**The request**
Rewrite every line of the rows below as a Markdown table with two columns, No and Line. Number the lines in order and leave out any blank ones.

**Input records**

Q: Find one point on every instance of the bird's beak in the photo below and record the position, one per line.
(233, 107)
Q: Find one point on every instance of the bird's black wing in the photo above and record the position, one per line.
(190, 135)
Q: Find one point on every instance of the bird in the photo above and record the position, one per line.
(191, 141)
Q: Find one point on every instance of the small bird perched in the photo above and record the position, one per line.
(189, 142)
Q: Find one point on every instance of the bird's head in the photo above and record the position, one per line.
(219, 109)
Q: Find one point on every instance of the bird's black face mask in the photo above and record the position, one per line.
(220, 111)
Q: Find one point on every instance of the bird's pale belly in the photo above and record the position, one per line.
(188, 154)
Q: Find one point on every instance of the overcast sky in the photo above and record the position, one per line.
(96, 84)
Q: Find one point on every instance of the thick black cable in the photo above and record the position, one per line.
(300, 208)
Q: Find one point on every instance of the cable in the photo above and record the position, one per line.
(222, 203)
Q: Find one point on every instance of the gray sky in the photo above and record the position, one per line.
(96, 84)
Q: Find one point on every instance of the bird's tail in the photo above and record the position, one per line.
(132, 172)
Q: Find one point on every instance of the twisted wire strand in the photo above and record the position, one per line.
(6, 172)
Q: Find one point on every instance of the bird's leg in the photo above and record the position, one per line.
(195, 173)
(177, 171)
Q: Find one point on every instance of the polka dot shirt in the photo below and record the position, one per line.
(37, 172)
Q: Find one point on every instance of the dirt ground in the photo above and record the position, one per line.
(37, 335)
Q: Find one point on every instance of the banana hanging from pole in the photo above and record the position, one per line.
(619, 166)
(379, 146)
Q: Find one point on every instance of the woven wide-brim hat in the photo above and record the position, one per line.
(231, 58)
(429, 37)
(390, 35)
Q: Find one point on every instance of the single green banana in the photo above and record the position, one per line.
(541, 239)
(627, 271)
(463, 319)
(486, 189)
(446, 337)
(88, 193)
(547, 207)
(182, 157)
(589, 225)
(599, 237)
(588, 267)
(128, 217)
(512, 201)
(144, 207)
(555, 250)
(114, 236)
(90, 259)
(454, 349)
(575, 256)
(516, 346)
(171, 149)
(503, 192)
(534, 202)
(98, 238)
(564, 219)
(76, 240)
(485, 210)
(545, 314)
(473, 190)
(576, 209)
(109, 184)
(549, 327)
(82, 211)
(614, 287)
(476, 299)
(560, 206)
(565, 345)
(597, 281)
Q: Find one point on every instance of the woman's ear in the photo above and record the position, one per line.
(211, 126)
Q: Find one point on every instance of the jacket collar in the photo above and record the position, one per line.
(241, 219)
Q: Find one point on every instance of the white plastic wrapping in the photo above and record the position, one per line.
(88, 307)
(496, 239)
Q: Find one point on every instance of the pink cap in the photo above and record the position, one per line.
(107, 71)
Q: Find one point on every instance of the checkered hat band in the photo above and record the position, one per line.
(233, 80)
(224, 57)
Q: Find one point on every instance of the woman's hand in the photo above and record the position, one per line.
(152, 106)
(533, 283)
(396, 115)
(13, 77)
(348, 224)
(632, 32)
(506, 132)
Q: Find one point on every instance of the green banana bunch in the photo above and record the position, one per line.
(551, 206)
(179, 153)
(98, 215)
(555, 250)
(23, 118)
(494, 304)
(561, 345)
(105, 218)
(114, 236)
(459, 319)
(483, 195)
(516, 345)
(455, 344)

**Result**
| No | Line |
|---|---|
| 1 | Q: Find one point on every instance of the bird's beak in the photo below and record the position, one per line. |
| 2 | (233, 107) |
| 3 | Q: Find one point on every instance of the bird's black wing in the photo above and record the position, one per line. |
| 4 | (190, 135) |
| 5 | Q: Find one point on every instance of the bird in the photo above and record the position, one per line. |
| 6 | (191, 141) |
| 7 | Q: Find one point on every instance of the small bird perched in the photo above and record the position, one per line. |
| 8 | (189, 142) |
| 9 | Q: Find one point on every instance of the bird's head in the photo above and record the position, one per line. |
| 10 | (219, 109) |
| 11 | Q: Find one point on every instance of the bird's black face mask in the photo above and record the position, one per line. |
| 12 | (220, 111) |
| 13 | Q: Find one point on every instance of the bird's pale belly in the photo above and record the position, one per line. |
| 14 | (188, 154) |
| 15 | Q: Find one point on every instance of the overcast sky in the photo above and record the position, one per line. |
| 16 | (96, 84) |
| 17 | Q: Find one point on every instance of the thick black cable in the photo above and record the position, one per line. |
| 18 | (300, 208) |
| 19 | Q: Find one point on every instance of the cable in the photo above and record the position, one per line. |
| 20 | (222, 203) |
| 21 | Q: Find one point on every instance of the gray sky in the photo above and record the position, one per line. |
| 22 | (96, 84) |
| 23 | Q: Find one point on every instance of the bird's tail in the photo above and record the position, one per line. |
| 24 | (132, 172) |
| 25 | Q: Find one point on every instance of the twisted wire strand in the photo above and record the position, one per line. |
| 26 | (6, 172) |
| 27 | Q: Find one point on every instance of the bird's leg in the photo above and record the position, one per line. |
| 28 | (195, 173) |
| 29 | (177, 171) |
| 30 | Q: Find one point on every instance of the polka dot shirt in the photo below and record the position, one per line. |
| 31 | (37, 172) |
| 32 | Q: Find one point on every instance of the dirt ground in the photo above and record the position, one per line. |
| 33 | (37, 335) |
| 34 | Q: Find one point on every instance of the banana hanging from pole in the photo above and record the position, one per line. |
| 35 | (619, 166) |
| 36 | (379, 146) |
| 37 | Q: Find one point on every instance of the woven wide-brim hat in the photo above and record the position, one per line. |
| 38 | (231, 58) |
| 39 | (429, 37) |
| 40 | (390, 35) |
| 41 | Q: Find one point on every instance of the single green banana in the photo above and record the position, one per line. |
| 42 | (541, 239) |
| 43 | (627, 271) |
| 44 | (463, 319) |
| 45 | (486, 189) |
| 46 | (446, 337) |
| 47 | (88, 193) |
| 48 | (547, 207) |
| 49 | (182, 157) |
| 50 | (589, 225) |
| 51 | (599, 237) |
| 52 | (588, 267) |
| 53 | (128, 217) |
| 54 | (512, 201) |
| 55 | (144, 207) |
| 56 | (555, 250) |
| 57 | (114, 236) |
| 58 | (90, 259) |
| 59 | (454, 349) |
| 60 | (575, 256) |
| 61 | (516, 346) |
| 62 | (171, 149) |
| 63 | (503, 192) |
| 64 | (534, 202) |
| 65 | (98, 238) |
| 66 | (564, 219) |
| 67 | (76, 240) |
| 68 | (485, 210) |
| 69 | (545, 314) |
| 70 | (473, 190) |
| 71 | (576, 209) |
| 72 | (109, 184) |
| 73 | (549, 327) |
| 74 | (82, 211) |
| 75 | (614, 287) |
| 76 | (476, 299) |
| 77 | (560, 206) |
| 78 | (565, 345) |
| 79 | (597, 281) |
| 80 | Q: Find one point on every instance of the woman's ear in the photo above and record the position, one per line. |
| 81 | (211, 126) |
| 82 | Q: Find one point on every instance of the jacket collar in the photo above and record the position, one per line. |
| 83 | (241, 219) |
| 84 | Q: Find one point on every instance of the white plastic wrapping in the photo above and record the position, one per line. |
| 85 | (88, 307) |
| 86 | (496, 239) |
| 87 | Q: Find one point on every instance of the pink cap in the photo above and record the position, one per line. |
| 88 | (107, 71) |
| 89 | Q: Find one point on every instance of the checkered hat band in the photo above and record the position, one per line. |
| 90 | (233, 80) |
| 91 | (224, 57) |
| 92 | Q: Find one point on every instance of the woman's hand in the photo above and record the position, one per line. |
| 93 | (152, 106) |
| 94 | (533, 283) |
| 95 | (396, 115) |
| 96 | (13, 77) |
| 97 | (348, 224) |
| 98 | (632, 32) |
| 99 | (506, 132) |
| 100 | Q: Find one point on every instance of the green banana bunch in the photo above and record the position, one per line. |
| 101 | (551, 206) |
| 102 | (179, 153) |
| 103 | (98, 215) |
| 104 | (555, 250) |
| 105 | (23, 118) |
| 106 | (494, 304) |
| 107 | (561, 345) |
| 108 | (105, 218) |
| 109 | (114, 236) |
| 110 | (459, 319) |
| 111 | (483, 195) |
| 112 | (516, 345) |
| 113 | (455, 344) |